[Collection entries]
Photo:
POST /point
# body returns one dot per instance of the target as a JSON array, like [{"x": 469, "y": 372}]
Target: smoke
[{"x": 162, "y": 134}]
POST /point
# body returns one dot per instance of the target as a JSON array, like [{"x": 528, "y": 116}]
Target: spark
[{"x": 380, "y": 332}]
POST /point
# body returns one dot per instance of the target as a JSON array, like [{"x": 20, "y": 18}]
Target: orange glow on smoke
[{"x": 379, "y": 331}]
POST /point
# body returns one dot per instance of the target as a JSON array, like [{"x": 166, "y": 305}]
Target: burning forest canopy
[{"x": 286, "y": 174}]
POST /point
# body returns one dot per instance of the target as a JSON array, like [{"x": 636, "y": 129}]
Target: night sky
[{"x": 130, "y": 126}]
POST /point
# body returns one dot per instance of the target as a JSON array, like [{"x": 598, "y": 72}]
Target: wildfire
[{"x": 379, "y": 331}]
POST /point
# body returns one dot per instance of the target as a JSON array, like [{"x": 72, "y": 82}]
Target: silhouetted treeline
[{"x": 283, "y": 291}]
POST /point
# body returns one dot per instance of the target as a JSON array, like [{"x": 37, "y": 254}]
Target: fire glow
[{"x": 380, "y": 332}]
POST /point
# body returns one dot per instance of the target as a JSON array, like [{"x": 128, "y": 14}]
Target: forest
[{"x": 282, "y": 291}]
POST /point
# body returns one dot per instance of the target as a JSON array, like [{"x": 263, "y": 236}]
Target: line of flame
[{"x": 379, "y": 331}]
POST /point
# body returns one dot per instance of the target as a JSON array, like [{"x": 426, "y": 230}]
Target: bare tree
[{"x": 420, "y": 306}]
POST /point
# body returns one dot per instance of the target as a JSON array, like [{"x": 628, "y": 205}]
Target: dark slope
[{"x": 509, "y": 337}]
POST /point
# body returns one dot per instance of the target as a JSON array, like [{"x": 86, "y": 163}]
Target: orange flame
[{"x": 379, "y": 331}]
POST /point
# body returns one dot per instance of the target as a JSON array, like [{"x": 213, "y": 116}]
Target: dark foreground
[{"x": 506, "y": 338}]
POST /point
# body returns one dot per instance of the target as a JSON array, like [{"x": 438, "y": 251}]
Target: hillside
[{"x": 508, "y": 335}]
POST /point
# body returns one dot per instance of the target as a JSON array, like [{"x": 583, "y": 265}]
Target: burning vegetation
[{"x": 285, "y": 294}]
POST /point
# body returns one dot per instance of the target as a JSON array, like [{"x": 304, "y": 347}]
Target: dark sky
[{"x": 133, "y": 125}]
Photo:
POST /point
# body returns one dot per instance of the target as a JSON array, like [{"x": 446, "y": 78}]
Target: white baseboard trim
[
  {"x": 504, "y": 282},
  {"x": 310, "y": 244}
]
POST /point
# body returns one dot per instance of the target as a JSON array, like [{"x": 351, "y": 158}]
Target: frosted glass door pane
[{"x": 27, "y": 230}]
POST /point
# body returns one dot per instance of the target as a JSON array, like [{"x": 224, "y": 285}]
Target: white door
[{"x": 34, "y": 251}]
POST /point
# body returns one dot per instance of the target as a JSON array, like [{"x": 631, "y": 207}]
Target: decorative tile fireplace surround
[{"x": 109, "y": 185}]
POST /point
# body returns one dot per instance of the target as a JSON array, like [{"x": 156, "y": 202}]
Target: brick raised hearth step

— Task to complete —
Find each line in the records above that contains the string "dark" and copy it. Matching is case-sensitive.

— Answer for the task —
Target: dark slope
Target: dark foreground
Target: dark sky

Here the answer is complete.